===== LISTED ENTRIES =====

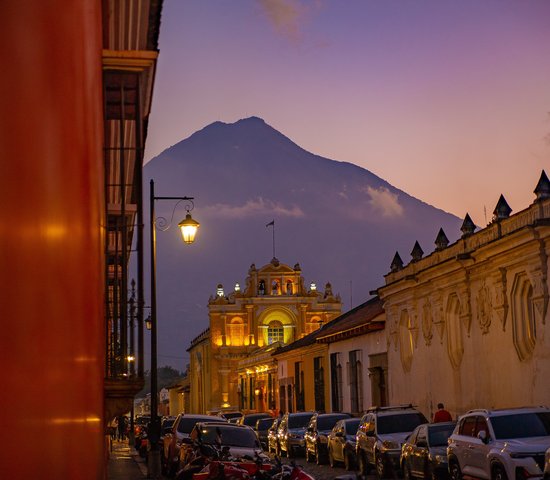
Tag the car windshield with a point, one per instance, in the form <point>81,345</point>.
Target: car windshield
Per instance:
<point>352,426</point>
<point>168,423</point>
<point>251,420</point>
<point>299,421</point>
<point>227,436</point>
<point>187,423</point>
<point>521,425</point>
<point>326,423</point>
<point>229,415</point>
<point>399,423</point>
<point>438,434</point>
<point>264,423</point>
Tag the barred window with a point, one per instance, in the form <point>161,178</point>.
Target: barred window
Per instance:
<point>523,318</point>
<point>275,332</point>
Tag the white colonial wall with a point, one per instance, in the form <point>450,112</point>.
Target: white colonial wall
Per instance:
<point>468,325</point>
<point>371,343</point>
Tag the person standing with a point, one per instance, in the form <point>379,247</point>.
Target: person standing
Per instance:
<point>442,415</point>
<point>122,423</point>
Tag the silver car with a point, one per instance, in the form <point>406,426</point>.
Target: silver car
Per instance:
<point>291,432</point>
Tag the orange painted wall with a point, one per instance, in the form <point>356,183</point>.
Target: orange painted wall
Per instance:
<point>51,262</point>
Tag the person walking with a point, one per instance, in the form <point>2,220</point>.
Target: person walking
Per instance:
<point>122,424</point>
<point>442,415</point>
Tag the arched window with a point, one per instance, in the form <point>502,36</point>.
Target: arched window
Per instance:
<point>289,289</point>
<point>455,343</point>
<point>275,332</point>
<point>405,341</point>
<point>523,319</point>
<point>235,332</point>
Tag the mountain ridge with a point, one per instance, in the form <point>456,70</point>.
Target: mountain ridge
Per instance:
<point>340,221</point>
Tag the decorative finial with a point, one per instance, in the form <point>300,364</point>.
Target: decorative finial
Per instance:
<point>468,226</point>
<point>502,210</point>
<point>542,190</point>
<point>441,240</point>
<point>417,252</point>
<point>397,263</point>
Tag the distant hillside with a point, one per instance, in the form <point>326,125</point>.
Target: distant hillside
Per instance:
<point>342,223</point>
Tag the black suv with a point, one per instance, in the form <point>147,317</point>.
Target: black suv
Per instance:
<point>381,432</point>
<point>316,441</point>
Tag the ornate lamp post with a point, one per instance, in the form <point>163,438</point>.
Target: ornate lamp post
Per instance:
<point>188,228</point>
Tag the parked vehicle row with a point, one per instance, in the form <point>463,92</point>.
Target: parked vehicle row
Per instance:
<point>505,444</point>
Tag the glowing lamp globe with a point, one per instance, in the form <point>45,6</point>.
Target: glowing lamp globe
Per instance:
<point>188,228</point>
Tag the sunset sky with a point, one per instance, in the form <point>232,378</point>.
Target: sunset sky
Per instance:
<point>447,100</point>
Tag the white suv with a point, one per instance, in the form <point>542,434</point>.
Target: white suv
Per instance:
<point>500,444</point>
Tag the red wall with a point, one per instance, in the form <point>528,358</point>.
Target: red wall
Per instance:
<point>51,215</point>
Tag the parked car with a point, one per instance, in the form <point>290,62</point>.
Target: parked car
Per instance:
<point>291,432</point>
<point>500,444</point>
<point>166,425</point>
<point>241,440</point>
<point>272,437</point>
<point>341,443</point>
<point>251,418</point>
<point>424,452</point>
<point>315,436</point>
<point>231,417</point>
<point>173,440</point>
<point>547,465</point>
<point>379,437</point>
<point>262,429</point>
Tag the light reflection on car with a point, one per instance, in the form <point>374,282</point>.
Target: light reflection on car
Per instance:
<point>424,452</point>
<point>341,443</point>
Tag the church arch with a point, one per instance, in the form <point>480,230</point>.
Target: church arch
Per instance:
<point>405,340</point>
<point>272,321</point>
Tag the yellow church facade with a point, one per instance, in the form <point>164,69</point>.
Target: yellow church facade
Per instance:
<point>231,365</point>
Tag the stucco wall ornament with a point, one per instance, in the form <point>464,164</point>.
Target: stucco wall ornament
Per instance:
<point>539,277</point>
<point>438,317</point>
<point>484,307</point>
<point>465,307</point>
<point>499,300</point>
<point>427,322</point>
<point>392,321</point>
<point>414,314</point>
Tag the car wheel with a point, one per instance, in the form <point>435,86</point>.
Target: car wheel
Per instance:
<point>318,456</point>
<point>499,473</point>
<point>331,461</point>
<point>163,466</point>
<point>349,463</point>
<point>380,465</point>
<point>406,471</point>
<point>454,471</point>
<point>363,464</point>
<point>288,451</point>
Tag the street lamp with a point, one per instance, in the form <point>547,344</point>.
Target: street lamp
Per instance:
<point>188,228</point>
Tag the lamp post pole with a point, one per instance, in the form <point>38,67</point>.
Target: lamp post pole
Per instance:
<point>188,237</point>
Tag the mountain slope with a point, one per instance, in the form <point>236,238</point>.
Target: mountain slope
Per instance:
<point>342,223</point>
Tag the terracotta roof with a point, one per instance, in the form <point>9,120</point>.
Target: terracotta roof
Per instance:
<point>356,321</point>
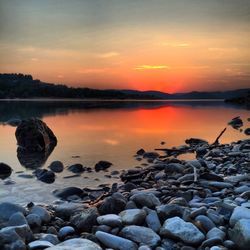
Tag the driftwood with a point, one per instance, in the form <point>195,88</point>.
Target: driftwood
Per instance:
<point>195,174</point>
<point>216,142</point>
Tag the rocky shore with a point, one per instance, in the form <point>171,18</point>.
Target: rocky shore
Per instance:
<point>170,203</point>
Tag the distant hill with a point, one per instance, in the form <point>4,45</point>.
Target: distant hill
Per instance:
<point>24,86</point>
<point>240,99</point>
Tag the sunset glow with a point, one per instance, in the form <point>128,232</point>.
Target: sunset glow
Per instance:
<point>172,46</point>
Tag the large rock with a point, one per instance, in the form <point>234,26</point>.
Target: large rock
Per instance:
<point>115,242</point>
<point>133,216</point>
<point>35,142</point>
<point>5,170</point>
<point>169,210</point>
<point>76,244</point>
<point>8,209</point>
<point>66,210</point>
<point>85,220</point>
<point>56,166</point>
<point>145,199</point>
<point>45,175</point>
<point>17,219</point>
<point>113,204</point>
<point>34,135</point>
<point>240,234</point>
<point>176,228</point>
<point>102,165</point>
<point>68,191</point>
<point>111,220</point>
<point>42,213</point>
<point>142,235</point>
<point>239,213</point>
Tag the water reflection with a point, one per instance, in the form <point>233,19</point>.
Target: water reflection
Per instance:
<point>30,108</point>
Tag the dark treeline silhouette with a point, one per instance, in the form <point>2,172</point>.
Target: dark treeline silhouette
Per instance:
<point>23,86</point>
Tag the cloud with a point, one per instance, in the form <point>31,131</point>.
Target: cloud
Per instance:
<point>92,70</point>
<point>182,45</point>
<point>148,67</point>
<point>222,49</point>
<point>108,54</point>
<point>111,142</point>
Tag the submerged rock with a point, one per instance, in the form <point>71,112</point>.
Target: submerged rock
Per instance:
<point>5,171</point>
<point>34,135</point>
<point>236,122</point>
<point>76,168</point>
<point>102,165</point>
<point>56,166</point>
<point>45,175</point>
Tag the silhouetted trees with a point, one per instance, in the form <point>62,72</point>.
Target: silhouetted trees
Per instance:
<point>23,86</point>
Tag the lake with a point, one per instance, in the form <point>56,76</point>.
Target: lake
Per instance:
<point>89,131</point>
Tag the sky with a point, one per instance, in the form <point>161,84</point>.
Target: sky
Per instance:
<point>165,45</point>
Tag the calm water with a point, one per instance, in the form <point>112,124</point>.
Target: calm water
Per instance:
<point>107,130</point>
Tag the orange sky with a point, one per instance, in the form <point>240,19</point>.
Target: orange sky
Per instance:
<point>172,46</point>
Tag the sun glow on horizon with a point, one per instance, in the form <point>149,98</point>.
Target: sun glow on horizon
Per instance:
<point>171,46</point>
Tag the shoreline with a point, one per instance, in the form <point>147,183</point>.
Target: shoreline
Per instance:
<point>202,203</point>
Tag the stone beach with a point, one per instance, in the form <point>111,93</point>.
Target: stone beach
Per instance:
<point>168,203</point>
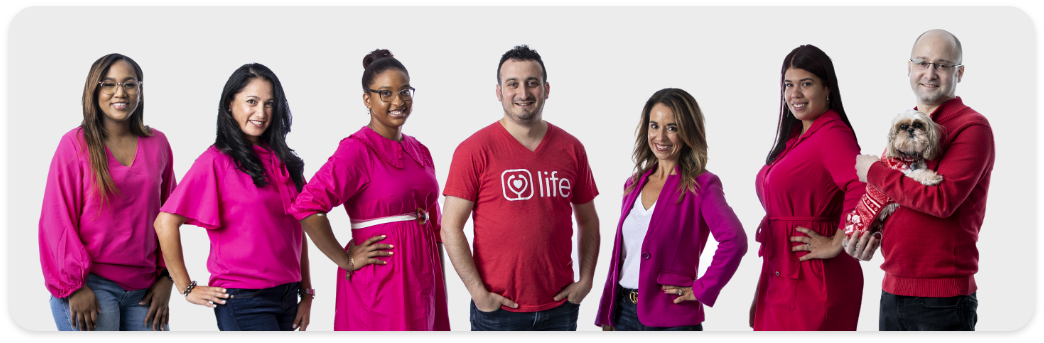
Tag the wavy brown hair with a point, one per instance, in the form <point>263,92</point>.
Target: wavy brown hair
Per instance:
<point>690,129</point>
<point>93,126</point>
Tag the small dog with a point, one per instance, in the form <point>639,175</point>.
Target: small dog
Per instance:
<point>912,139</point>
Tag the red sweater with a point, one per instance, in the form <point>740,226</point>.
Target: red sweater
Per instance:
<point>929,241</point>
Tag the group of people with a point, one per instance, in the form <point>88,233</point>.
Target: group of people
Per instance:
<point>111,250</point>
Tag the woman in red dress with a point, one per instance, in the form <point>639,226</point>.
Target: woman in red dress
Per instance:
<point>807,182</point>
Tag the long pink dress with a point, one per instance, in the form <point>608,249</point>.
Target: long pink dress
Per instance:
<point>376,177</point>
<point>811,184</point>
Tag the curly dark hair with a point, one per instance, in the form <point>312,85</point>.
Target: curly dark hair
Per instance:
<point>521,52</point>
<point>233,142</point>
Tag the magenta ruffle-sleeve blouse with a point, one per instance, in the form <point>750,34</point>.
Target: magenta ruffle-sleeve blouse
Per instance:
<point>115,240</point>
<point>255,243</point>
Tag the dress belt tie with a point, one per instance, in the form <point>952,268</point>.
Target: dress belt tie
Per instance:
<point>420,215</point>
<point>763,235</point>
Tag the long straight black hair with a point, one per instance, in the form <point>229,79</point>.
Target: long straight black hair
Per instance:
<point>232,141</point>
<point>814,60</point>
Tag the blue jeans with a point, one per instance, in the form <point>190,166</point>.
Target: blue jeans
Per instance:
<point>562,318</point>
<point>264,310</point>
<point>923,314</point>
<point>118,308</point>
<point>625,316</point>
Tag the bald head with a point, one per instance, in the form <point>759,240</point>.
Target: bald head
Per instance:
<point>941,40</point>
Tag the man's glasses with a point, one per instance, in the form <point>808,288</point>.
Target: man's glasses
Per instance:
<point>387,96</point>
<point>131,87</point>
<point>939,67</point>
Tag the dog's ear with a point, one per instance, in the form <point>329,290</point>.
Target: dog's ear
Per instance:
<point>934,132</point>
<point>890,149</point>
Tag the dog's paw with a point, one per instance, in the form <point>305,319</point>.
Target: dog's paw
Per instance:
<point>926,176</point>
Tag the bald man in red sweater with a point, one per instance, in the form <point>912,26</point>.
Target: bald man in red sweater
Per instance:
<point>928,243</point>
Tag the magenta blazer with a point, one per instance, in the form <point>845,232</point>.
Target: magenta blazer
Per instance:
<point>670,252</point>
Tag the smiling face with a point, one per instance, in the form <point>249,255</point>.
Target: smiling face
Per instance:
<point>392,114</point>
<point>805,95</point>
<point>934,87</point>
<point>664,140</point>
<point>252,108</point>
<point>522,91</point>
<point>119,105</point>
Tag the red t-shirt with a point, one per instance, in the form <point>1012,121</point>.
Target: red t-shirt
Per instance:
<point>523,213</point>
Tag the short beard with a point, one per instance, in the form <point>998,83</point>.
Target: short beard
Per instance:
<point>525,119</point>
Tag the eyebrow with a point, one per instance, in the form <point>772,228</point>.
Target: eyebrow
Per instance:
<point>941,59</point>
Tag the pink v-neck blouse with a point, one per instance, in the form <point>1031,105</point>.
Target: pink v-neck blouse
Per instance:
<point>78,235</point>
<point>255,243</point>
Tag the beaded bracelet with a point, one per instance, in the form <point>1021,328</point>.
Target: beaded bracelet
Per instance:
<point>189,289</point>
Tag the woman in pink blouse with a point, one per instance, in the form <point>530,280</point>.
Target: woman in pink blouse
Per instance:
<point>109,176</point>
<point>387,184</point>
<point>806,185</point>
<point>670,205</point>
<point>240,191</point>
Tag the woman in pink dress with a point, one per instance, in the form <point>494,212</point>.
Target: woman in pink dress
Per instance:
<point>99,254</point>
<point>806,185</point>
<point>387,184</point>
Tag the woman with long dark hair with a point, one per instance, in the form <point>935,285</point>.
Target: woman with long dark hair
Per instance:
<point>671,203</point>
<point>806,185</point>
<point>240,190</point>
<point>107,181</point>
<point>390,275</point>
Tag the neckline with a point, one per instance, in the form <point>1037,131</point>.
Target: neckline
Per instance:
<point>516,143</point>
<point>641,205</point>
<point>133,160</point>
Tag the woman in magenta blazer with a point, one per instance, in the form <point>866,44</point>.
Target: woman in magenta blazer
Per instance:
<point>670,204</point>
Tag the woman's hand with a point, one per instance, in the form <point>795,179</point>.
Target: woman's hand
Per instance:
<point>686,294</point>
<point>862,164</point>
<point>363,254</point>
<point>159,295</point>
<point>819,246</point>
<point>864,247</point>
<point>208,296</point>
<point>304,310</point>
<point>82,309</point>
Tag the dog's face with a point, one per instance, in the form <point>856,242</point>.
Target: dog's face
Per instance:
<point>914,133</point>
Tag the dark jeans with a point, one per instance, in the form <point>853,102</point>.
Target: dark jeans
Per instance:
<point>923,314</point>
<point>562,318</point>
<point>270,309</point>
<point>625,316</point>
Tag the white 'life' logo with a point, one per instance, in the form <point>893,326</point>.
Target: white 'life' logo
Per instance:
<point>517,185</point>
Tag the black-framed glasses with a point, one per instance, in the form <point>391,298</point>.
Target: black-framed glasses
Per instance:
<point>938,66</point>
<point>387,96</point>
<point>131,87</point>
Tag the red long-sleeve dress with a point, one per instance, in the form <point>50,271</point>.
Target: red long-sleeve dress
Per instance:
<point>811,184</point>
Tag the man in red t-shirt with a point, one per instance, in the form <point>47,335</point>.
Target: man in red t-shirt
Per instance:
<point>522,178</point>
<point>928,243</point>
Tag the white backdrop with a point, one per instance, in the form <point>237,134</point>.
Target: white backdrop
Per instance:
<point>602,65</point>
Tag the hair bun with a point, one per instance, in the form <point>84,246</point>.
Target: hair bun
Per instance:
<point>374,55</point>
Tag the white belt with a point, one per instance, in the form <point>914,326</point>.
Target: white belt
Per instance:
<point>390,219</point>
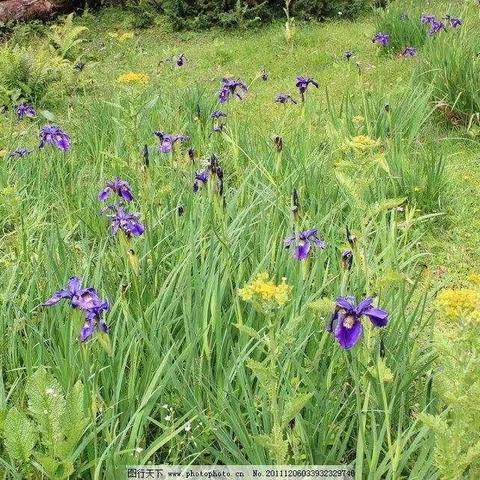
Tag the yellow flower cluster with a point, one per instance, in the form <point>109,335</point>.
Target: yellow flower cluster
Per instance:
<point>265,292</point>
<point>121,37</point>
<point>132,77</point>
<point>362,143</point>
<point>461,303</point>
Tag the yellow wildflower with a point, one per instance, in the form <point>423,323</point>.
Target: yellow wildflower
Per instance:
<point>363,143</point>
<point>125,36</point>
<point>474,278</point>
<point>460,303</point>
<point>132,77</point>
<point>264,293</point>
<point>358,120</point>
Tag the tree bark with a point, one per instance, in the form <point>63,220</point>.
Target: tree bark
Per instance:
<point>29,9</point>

=====

- TASK STATEMENT -
Restate word for word the entries above, starting at the line with "Target: wavy brown hair" and ending at the line with "Target: magenta ruffle-sleeve blouse", inclusive, and no others.

- SOLUTION TO THE PROBLEM -
Target: wavy brown hair
Per instance:
<point>690,129</point>
<point>93,126</point>
Tag the small dog with a point, one per instance, in the form <point>639,175</point>.
Target: small dog
Per instance:
<point>912,139</point>
Tag the red sweater with a point, one per instance, in the form <point>740,226</point>.
Target: red sweater
Per instance:
<point>929,241</point>
Tag the group of people with a point, one per instance, in the form <point>88,233</point>.
Target: group of people
Per instance:
<point>111,250</point>
Tag the woman in red dress with a point, one per instance, in the form <point>639,226</point>.
Target: woman in red dress
Per instance:
<point>807,182</point>
Tag the long pink dress with a point, one per instance, in the form <point>608,249</point>.
Target: long pink dress
Per instance:
<point>376,177</point>
<point>811,184</point>
Tag the curly dark hair with a point, one per instance, in the form <point>312,85</point>.
Target: curly dark hair
Per instance:
<point>521,52</point>
<point>233,142</point>
Tag the magenta ruffle-sleeve blouse with a point, one per instance, in the form <point>750,34</point>.
Target: magenta ruffle-sleeve blouse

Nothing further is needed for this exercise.